◆ Given exercise 1 ◆
Reproduce the passage of the Dolt benchmarking article verbatim, starting at "Sysbench Standard#" up to and including "default benchmarking utility.".

..........

How We Benchmark Dolt

REFERENCE

6 min read

Dolt is a MySQL-compatible version-controlled database. It’s the only SQL database with branches that you can diff, merge and sync. Performance has been a major focus of Dolt development over the past year, and we’ve made substantial progress on that front. When we first measured Dolt head-to-head with MySQL, our average query was 12 times greater than MySQL’s. Our most recent metric on this benchmark (Dolt release v0.40.20) is down to 4.7x! Our long-term goal for performance is to reach parity with MySQL in any dimension we can measure. Since the 0.40.20 release, we’ve made some updates to our benchmarks to better reflect real-world Dolt performance in our public metrics. Today’s post is about the tricky business of benchmarking databases.

Sysbench Standard#

Dolt originated as a data-sharing tool, “Git for Data”. In the beginning, SQL was simply a convenient, standard API to access data through. As we grew and better understood our users, it became clear that what they really wanted was a version-controlled database. With this shift in focus came a shift in priorities: Dolt needed to be fast and dependable. We quickly decided on Sysbench as our default benchmarking utility.

Sysbench was created by members of the MySQL development team as a way to test basic transactional database queries. The standard set of Sysbench benchmarks includes operations such as points selects, point mutations, and simple transactional workflows. Here’s our progress on Sysbench’s oltp_point_select benchmark:

point select latency trend

Our Sysbench metrics don’t capture every facet of database performance: the benchmarks are single threaded and the test database is small enough to fit in memory. In this way, Sysbench is closer to a microbenchmark when compared to other standard database benchmarks, but this simplicity is ideal for Dolt as we optimize its core access patterns.

..........

◆ Given exercise 2 ◆
Find each line in the records that contains the string "interior", and copy those lines.

..........

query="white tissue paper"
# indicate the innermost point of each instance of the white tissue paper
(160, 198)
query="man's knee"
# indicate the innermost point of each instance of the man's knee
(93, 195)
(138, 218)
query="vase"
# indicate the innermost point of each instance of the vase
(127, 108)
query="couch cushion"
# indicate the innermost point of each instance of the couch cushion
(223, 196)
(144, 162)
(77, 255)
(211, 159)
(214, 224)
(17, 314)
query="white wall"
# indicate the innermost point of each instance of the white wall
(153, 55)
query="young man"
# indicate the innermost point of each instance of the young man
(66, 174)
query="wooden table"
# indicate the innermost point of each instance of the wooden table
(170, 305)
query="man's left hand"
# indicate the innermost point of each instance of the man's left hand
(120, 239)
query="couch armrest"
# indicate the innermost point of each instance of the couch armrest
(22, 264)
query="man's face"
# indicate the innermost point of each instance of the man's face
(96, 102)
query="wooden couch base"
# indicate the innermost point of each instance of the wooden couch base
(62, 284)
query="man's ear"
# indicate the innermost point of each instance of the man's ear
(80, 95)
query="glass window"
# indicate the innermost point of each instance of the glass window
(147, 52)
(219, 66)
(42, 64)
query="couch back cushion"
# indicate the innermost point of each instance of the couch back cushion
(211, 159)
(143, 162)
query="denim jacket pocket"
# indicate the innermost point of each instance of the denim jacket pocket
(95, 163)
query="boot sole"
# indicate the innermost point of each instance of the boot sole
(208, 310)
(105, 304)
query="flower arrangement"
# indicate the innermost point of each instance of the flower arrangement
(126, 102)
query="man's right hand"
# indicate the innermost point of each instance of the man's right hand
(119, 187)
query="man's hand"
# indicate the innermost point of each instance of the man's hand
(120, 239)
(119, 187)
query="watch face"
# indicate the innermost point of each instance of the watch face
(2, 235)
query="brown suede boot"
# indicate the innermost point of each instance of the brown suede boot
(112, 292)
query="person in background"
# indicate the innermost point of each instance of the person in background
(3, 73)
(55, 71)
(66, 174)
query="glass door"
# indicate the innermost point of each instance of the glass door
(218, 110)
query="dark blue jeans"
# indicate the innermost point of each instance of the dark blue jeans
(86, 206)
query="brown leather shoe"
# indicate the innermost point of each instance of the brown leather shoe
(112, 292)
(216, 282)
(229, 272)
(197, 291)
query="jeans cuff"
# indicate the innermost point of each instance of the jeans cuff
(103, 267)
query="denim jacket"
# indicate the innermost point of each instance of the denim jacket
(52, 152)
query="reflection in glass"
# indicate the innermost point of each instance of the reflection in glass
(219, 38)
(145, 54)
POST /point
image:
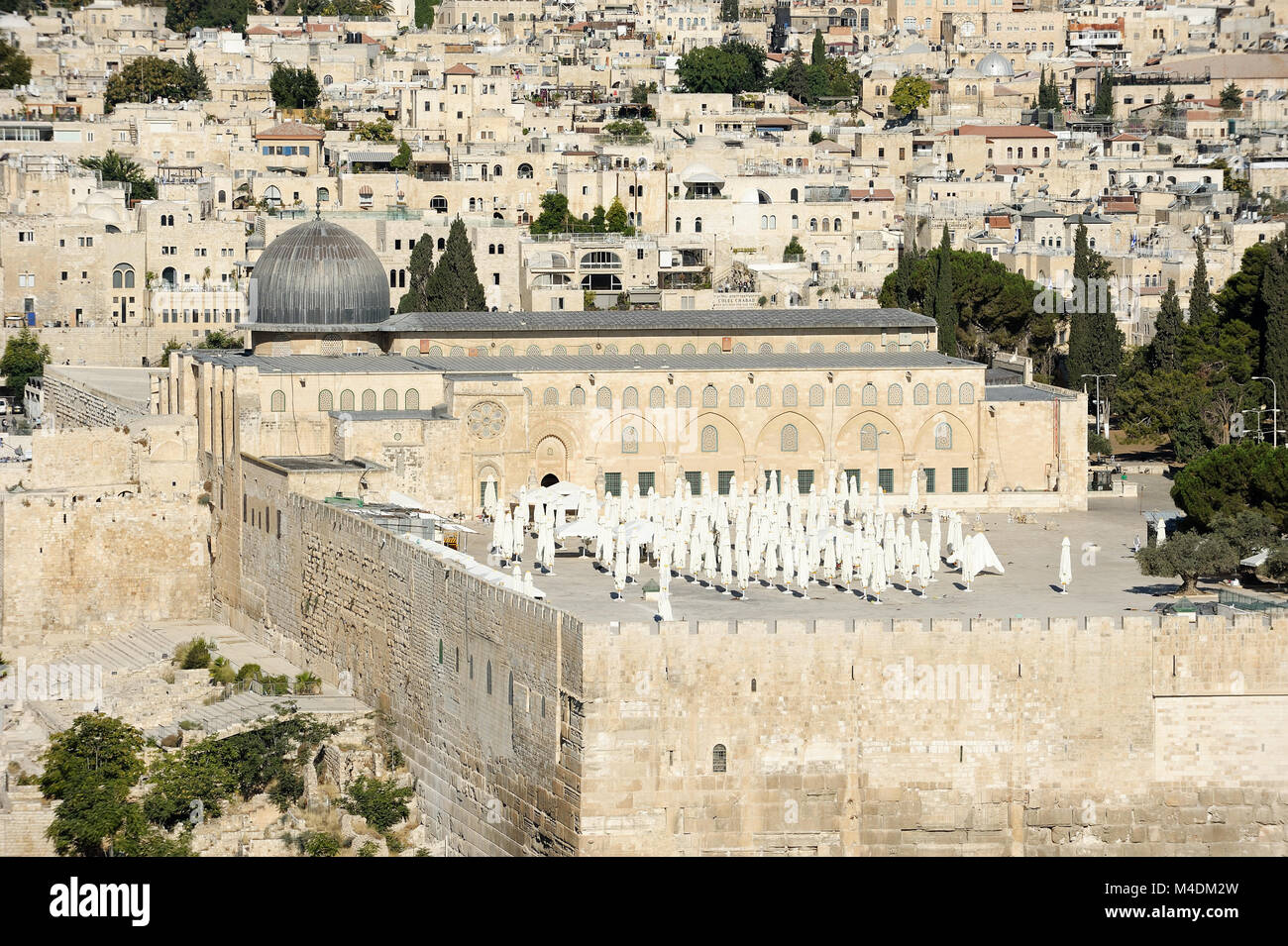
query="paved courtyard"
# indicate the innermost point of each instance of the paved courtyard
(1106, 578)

..........

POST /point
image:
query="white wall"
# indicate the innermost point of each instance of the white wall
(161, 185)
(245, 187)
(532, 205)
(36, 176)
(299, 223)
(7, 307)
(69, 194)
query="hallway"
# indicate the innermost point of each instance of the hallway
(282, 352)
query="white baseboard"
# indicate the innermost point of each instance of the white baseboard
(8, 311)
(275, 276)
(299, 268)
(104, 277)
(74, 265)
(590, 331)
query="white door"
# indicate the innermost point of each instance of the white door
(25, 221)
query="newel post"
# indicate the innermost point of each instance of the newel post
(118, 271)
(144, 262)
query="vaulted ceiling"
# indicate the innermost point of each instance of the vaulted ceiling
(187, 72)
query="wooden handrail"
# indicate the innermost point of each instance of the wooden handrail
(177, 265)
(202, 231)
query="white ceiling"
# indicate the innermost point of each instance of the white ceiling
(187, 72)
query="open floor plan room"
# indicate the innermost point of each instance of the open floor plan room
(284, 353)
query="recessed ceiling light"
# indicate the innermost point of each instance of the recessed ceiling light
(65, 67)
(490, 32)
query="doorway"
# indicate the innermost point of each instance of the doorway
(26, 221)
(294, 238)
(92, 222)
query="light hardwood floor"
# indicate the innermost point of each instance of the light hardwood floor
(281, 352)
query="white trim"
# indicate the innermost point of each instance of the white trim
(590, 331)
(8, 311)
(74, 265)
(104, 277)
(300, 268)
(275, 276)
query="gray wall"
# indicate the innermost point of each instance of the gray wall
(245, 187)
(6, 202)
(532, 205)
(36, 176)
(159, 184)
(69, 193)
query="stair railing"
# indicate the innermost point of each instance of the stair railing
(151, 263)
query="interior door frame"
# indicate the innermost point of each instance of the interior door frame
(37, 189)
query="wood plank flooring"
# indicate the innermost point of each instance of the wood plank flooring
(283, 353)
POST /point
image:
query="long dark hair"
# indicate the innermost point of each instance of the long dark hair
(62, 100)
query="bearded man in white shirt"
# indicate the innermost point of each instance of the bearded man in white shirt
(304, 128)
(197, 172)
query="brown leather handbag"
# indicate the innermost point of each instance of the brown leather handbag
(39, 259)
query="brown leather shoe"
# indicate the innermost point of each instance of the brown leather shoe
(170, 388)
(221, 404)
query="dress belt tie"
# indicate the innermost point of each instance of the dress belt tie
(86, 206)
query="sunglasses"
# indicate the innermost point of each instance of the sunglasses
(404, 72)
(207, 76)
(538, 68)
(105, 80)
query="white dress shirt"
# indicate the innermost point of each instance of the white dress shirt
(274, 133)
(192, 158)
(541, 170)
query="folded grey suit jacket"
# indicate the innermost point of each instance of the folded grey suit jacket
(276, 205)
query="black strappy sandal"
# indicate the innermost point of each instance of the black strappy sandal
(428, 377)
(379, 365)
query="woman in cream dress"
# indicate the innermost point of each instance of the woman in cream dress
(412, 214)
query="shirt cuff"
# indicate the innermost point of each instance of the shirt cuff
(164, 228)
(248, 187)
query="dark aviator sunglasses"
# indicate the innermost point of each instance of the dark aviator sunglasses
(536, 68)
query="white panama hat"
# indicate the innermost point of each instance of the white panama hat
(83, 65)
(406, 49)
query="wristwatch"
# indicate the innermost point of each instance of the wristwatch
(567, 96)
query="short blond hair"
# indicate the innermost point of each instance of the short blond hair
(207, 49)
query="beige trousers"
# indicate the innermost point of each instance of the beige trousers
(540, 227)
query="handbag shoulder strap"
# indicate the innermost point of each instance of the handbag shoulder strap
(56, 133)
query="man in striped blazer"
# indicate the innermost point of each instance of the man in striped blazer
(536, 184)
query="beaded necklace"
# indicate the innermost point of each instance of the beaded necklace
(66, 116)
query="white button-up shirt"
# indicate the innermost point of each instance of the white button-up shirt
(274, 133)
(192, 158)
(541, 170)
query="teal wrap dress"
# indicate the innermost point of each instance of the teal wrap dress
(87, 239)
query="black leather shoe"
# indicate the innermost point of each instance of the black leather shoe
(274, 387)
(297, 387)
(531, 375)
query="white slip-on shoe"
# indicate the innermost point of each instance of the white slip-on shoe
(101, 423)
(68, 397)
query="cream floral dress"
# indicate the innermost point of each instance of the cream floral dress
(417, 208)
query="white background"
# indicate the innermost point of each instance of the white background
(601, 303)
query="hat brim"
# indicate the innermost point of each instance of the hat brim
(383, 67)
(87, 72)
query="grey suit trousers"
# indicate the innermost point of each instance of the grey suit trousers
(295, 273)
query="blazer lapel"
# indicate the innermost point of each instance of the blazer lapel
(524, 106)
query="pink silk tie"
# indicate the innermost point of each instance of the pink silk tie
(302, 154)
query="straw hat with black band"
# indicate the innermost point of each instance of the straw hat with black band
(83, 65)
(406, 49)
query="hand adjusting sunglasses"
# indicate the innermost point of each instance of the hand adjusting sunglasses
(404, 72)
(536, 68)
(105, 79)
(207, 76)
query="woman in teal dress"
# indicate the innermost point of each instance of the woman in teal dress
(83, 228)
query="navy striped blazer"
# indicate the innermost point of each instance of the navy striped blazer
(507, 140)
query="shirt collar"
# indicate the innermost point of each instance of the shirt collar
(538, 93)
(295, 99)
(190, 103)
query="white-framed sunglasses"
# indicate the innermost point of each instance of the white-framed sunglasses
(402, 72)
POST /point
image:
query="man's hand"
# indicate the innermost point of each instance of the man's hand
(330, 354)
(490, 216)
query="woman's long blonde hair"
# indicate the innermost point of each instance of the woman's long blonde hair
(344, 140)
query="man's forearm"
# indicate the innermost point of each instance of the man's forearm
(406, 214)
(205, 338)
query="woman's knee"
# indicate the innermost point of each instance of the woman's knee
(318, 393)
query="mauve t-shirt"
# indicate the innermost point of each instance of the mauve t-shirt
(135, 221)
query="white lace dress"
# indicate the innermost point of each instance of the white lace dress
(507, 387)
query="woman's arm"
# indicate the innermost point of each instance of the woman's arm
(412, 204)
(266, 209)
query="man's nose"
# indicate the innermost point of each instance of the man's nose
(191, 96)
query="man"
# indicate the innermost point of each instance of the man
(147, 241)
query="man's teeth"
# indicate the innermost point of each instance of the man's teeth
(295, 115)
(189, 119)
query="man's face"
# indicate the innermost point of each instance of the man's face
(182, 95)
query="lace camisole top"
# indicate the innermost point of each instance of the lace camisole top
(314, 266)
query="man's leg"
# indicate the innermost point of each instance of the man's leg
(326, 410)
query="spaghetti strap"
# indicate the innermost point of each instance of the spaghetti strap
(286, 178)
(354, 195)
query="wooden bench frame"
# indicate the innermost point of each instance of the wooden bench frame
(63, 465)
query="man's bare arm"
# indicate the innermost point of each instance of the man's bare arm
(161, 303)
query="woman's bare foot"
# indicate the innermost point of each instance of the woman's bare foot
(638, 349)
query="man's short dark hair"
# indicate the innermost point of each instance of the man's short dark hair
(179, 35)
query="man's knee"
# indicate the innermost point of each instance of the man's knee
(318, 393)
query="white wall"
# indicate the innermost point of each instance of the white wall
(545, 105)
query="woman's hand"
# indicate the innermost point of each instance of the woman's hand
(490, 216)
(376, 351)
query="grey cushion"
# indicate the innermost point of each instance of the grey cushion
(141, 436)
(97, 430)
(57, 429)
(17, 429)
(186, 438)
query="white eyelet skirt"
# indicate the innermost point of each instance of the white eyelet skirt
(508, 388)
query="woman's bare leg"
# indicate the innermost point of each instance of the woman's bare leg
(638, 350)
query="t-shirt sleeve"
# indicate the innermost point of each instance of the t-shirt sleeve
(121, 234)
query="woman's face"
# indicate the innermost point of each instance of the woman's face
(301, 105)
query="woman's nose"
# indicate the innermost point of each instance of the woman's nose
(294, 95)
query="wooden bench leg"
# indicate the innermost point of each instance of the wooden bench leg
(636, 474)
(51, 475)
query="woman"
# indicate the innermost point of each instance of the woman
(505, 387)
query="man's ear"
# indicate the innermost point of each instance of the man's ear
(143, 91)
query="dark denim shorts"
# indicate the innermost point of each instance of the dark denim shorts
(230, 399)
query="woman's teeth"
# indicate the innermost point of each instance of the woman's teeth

..........

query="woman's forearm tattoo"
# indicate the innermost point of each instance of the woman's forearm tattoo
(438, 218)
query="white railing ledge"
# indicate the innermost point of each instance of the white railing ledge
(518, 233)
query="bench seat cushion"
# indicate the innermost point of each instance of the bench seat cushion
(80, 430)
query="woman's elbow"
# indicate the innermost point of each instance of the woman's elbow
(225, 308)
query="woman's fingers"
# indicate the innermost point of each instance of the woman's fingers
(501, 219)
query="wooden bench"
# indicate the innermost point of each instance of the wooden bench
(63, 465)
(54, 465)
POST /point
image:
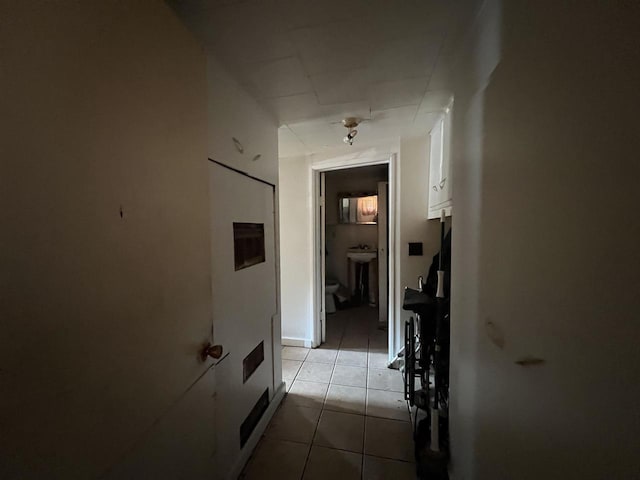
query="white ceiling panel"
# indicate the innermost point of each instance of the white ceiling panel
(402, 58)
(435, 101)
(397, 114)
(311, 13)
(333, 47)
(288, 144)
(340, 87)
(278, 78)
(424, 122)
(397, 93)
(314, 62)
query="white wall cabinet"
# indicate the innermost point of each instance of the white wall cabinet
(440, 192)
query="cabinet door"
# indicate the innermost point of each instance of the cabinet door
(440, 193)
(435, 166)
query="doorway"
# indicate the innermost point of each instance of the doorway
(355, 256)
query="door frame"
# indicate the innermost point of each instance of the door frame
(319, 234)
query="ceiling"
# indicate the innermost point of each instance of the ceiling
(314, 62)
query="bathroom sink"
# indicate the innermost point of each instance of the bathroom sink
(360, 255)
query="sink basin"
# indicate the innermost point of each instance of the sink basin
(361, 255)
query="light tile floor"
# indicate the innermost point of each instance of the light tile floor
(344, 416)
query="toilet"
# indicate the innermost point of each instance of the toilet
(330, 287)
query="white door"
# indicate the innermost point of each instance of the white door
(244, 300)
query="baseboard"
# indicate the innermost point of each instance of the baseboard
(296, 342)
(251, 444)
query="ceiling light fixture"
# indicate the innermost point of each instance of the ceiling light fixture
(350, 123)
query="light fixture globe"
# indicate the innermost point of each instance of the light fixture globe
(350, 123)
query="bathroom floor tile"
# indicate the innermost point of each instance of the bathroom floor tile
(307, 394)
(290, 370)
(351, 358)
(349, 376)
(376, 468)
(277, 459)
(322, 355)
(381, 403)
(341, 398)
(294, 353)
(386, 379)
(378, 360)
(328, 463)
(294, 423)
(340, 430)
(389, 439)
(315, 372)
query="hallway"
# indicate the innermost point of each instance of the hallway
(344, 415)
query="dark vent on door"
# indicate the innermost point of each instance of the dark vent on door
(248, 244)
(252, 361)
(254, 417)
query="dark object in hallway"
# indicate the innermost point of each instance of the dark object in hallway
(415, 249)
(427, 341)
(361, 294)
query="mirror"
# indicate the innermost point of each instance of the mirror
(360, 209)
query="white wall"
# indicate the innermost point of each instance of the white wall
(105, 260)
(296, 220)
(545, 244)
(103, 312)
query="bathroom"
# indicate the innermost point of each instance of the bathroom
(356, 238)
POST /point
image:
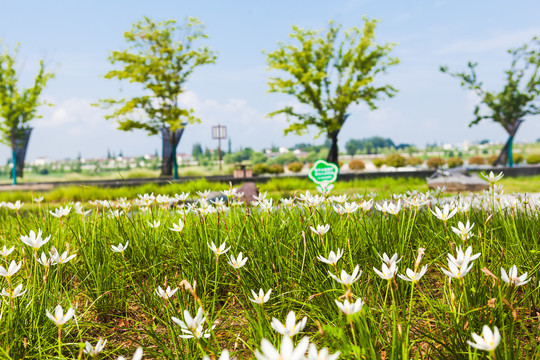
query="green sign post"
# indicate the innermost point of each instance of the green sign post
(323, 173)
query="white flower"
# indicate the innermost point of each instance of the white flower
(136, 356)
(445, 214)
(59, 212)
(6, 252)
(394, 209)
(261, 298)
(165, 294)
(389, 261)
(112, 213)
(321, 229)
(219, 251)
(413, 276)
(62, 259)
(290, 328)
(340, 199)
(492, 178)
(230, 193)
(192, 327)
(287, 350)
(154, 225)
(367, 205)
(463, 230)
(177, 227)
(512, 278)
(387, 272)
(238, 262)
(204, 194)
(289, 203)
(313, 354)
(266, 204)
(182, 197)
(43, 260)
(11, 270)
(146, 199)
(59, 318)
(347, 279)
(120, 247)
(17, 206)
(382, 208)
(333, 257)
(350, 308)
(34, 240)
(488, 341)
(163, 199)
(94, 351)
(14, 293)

..........

◆ Task solution 1 ◆
Sysbench Standard#

Dolt originated as a data-sharing tool, “Git for Data”. In the beginning, SQL was simply a convenient, standard API to access data through. As we grew and better understood our users, it became clear that what they really wanted was a version-controlled database. With this shift in focus came a shift in priorities: Dolt needed to be fast and dependable. We quickly decided on Sysbench as our default benchmarking utility.

◆ Task solution 2 ◆
query="interior door frame"
# indicate the innermost point of each instance of the interior door frame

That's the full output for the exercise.